> **Written exercise**: Write out the Asha Jyoti film article word for word, from "In Kashmir, Hukamchand" up to and including "Prasad's daughter Asha.".

> **Supplied passage**:
▬▬▬▬▬▬

- Poster
- Directed by: Dasari Narayana Rao
- Written by: Raj Baldev Raj (Dialogue Director)
- Story by: Dasari Narayana Rao
- Based on: Srivari Muchatlu (1981)
- Produced by: Kovai Chezhiyan
- Starring: Rajesh Khanna Rekha Reena Roy
- Edited by: B. Krishna Raju
- Music by: Laxmikant-Pyarelal
- Release date: 25 May 1984;
- Running time: 130 minutes
- Country: India
- Language: Hindi

= Asha Jyoti =

Asha Jyoti is a 1984 Hindi film starring Rajesh Khanna, Rekha, Reena Roy in lead roles. The film was directed by Dasari Narayana Rao, who had also directed Aaj Ka M.L.A. Ram Avtar with Khanna in the lead role and music was given by Laxmikant-Pyarelal. The film is remake of Telugu Movie Srivari Muchatlu (1981).

==Plot==
Ramesh Chander (Om Shivpuri), a businessman, wants his musician son Deepak (Rajesh Khanna) to marry his childhood friend Asha (Rekha), but Deepak is not interested. In Kashmir, Deepak falls in love with one of his fans, a dancer named Jyoti (Reena Roy), informs his parents by telegram. Deepak promises to pay off the debts owed by Jyoti's father. On reaching Bombay Deepak finds out that father has committed suicide due to bankruptcy and expressed a last wish that his second wife and daughter be taken care of. Deepak is delayed in Bombay and is unable to return to Kashmir.

In Kashmir, Hukamchand (Roopesh Kumar) threatens Jyoti and her father of grave danger if they are unable to repay them money they owe him. When Deepak does arrive at Jyoti's house, her father lies to him that Jyoti has married Hukamchand. A heart-broken Deepak returns to Bombay.

Badri Prasad (Madan Puri), a rich friend of Ramesh Chander bails Deepak out from bankruptcy and prevents the creditors from filing a suit against Deepak and auctioning off his bungalow. Feeling indebted Deepak agrees to marry Badri Prasad's daughter Asha.

▬▬▬▬▬▬

> **Dataset section**:
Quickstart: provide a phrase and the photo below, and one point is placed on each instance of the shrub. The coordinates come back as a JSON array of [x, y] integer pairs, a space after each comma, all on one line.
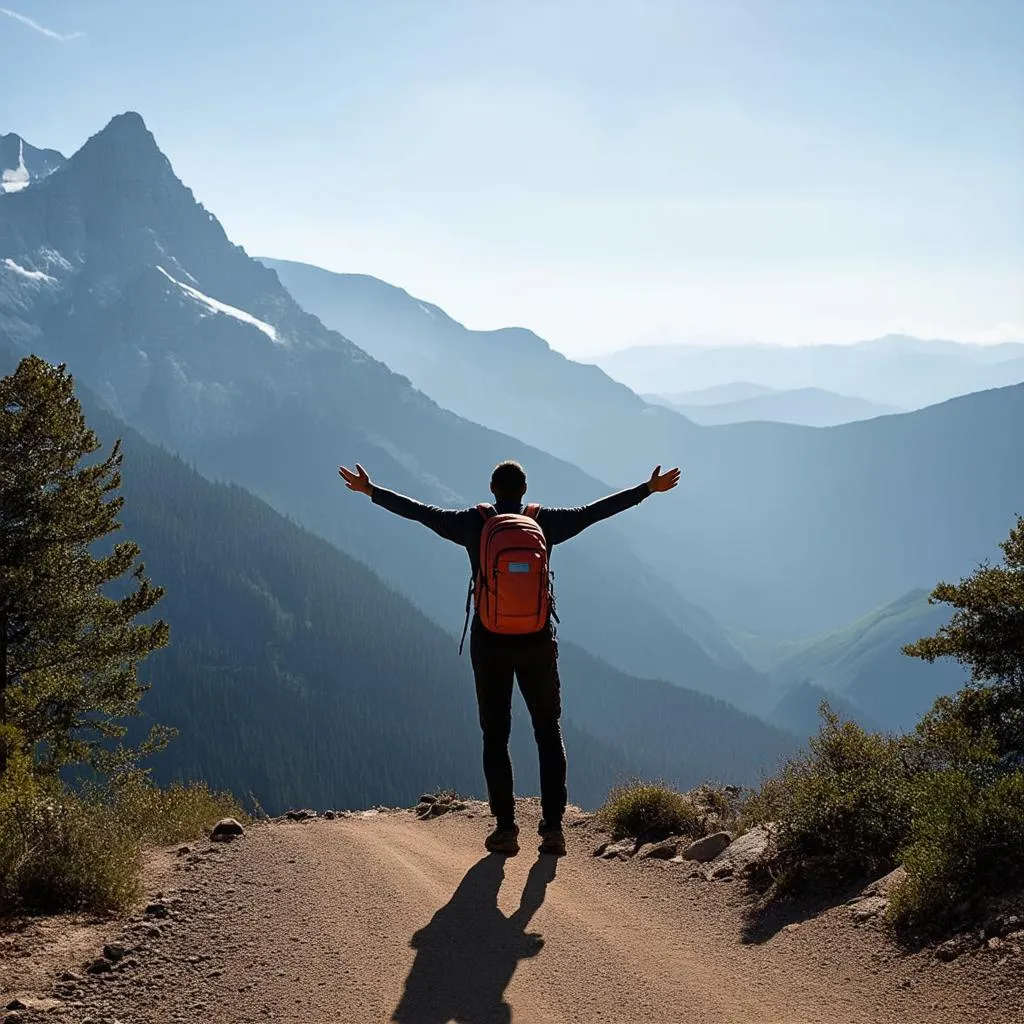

▬▬▬▬▬▬

> **Finished answer**:
In Kashmir, Hukamchand (Roopesh Kumar) threatens Jyoti and her father of grave danger if they are unable to repay them money they owe him. When Deepak does arrive at Jyoti's house, her father lies to him that Jyoti has married Hukamchand. A heart-broken Deepak returns to Bombay.

Badri Prasad (Madan Puri), a rich friend of Ramesh Chander bails Deepak out from bankruptcy and prevents the creditors from filing a suit against Deepak and auctioning off his bungalow. Feeling indebted Deepak agrees to marry Badri Prasad's daughter Asha.